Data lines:
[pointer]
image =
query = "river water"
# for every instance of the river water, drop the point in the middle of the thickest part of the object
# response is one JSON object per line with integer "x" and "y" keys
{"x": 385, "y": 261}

Task objective: Reproduce all of the lines above, requests included, and offset every x and y coordinate in the answers by -4.

Result of this task:
[pointer]
image =
query = "river water"
# for every instance of the river water, drop the point in the middle of the thickest part of the object
# response is one JSON object per line with integer "x" and "y" keys
{"x": 381, "y": 257}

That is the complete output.